PROVIDED MATERIAL:
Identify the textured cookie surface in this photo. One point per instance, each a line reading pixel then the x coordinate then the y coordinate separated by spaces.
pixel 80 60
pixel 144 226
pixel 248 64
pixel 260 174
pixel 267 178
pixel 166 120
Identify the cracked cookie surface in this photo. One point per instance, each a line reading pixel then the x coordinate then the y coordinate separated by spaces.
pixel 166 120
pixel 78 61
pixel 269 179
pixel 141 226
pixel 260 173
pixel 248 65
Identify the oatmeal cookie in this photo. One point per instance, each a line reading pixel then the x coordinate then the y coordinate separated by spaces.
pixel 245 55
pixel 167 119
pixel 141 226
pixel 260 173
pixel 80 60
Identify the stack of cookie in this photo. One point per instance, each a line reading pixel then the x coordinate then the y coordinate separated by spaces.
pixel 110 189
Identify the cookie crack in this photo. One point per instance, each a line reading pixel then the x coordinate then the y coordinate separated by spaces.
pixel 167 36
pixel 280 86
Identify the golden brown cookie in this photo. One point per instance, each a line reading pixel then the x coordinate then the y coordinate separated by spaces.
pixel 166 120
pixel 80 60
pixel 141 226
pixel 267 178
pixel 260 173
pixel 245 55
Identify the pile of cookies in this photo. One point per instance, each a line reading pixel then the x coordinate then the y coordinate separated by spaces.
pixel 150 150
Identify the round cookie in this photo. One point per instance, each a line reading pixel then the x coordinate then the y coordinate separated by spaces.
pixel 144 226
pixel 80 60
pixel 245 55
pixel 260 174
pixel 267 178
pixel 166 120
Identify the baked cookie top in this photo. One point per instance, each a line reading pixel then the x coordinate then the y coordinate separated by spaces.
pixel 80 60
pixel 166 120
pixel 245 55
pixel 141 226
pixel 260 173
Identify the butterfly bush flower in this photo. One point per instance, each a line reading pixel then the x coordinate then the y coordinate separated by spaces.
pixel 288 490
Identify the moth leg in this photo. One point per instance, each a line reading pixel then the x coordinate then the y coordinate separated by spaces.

WRITTEN TASK:
In the listing above, find the line containing "Identify the baked", then reproduce it and each line after it through the end, exactly and with nothing added.

FINAL ANSWER:
Identify the baked cookie top in this photo. One point per instance, each a line reading pixel then the x coordinate then the y coordinate separated by spaces.
pixel 80 60
pixel 166 120
pixel 245 55
pixel 141 226
pixel 260 173
Identify the butterfly bush flower in this photo. One point per instance, each a line reading pixel then the x coordinate then the y coordinate separated by spaces.
pixel 288 490
Identify the moth leg in this photo. One point per instance, each a line reading pixel then the x coordinate then the y coordinate separated by spaces.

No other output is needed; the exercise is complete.